== PASSAGE EXTRAIT ==
Au tournant des
années 60 de l’autre siècle, Bob Dylan s’est baissé pour ramasser par terre la tradition américaine dont personne ne voulait plus. Pour y puiser la force d’un élan à la mesure des temps nouveaux.
Pour la porter en avant, cette mémoire collective, vers l’avenir, vers le possible d’une autre mémoire à construire.
La civilisation américaine est sa matière. Il va en tenir la chronique. Et mettre dans des formes anciennes des paroles nouvelles : héritage, elles, des surréalistes français dont la présence à New York durant la guerre a profondément marqué les Etats-Unis. Pour se séparer de la tradition, pour imposer à tous et à lui-même l’inouï de sa présence artistique, le barde de Greenwich Village confronte son héritage culturel au désenchantement de l’Amérique de la menace nucléaire. Etrangeté et distance au rôle sont les instances de légitimation du discours dylanien. Pimenté d’ironie, mordante, qualité elle aussi bien peu américaine. Parce que l’ironie c’est être à la fois dedans et dehors. En limite. Ambigu. Paradoxal. Et qu’en Amérique, ou vous êtes dedans ou vous êtes dehors. Pragmatique de l’action. L’ironie, c’est ce qui vous flingue ces héros de l’Ouest, trop sûrs de leur fait. Ou ce qui vous fait passer pour un anti patriote durant la guerre du Vietnam - ou après un 11 septembre.
De même que l’art moderne donne à voir la peinture plus que le tableau, de même que le surréalisme offre à voir l’écriture en son point d’émergence plus que de la littérature, Dylan donne à entendre le chant plus que la chanson. Le chant, au sens chamanique : ce moment précis où se mêlent le son, la voix, l’attitude, l’envoi, le pouvoir. Chanter pour faire tomber la pluie ou se taire à jamais.
Ces opus, innombrables, sont pour la plupart héritiers (parfois copiés-collés, cut-off, citations, remix, échos) du folk anarcho-syndicaliste à la Woody Guthrie, mais aussi de la country music, des chansons de cow-boy, des ballades irlandaises, du blues du delta, sans oublier le rockabilly, le rock’n roll, etc. S’ils invitent à une relecture quasi exhaustive du patrimoine musical américain, ils n’en ouvrent pas moins sur une posture d’avant-garde, dont l’hypermodernité nous frappe encore aujourd’hui. Parce que le répertoire dylanien en opère la synthèse. Toute cette fresque historique de l’Amérique concentrée dans la pointe affûtée d’une flèche indienne dont il attend toujours, pour la décocher, le moment le plus opportun. Si les groupes britanniques ont réveillé le blues et le rock tandis qu'ils se mouraient, de l'autre côté de l'Atlantique Dylan, lui, réactive le désir qu'avait eu en son temps Emerson : fonder une pensée authentiquement américaine, sans plus écouter "les muses raffinées de la vieille Europe", une pensée à la mesure, sauvage, rugueuse, de ce pays-continent.

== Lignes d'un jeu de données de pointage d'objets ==
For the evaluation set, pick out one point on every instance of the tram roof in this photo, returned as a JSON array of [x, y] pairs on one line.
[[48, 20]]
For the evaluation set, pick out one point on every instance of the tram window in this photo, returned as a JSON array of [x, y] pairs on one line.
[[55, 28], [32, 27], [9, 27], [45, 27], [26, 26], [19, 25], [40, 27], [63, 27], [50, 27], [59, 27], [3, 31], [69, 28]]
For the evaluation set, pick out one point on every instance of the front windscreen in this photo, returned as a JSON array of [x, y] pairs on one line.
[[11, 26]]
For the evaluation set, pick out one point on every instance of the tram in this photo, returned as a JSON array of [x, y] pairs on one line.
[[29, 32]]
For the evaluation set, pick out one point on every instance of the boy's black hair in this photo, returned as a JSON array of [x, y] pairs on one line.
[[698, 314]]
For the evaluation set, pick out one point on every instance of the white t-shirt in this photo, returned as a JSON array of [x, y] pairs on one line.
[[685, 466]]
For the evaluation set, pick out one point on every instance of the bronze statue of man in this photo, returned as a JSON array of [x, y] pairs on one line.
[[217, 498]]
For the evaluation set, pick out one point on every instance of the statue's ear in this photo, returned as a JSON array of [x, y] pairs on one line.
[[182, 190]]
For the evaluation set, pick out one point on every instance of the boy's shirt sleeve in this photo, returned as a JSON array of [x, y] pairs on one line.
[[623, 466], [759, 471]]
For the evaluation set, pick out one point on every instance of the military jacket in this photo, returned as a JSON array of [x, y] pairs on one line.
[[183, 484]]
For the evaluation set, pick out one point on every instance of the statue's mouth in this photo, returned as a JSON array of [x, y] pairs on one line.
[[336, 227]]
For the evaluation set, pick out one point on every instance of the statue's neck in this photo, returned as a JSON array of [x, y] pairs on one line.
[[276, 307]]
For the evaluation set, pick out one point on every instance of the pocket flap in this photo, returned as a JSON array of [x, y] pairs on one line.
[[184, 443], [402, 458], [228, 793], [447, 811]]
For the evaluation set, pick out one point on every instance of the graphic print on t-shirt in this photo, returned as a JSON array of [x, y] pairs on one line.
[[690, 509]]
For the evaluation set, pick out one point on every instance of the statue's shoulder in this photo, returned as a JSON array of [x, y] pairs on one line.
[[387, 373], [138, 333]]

== TRAVAIL À FAIRE ==
(A) Dans le texte sur Bob Dylan, relevez tous les genres musicaux dont ses opus sont dits héritiers.
(B) Reformulez plus brièvement le paragraphe du texte sur Bob Dylan qui commence par « De même que l'art moderne », en gardant ses idées principales.
(C) Écrivez la suite du texte sur Bob Dylan après sa dernière phrase.

== RÉPONSES ==
(A)
- le folk anarcho-syndicaliste à la Woody Guthrie
- la country music
- les chansons de cow-boy
- les ballades irlandaises
- le blues du delta
- le rockabilly
- le rock'n roll

(B) L'art moderne montre la peinture plutôt que le tableau, et le surréalisme montre l'écriture à son point d'émergence plutôt que la littérature. De la même façon, Dylan fait entendre le chant plutôt que la chanson. Ce chant est à prendre au sens chamanique : c'est l'instant où se mêlent le son, la voix, l'attitude, l'envoi et le pouvoir. On chante alors pour faire tomber la pluie, ou l'on se tait à jamais.

(C)
Dans la gestion finale de sa propre légende que représente son Never Ending Tour, cette « tournée sans fin », Bob Dylan est devenu une sorte de M.Loyal de lui-même. Condamné à répéter dans les arènes du monde entier son propre mythe, comme Buffalo Bill et Sitting Bull achevant eux-aussi leur existence sur la cendrée des cirques, reproduisant à l’infini leurs hauts faits passés pour un public ravi bouffeur de pop-corn. Mais dans ce corps à corps avec la reprise infinie de tant de chansons légendaires, il y a toujours ce moment, souverain, où il parvient à tordre le cou à son propre mythe pour entrer dans la chanson comme s'il venait de la découvrir.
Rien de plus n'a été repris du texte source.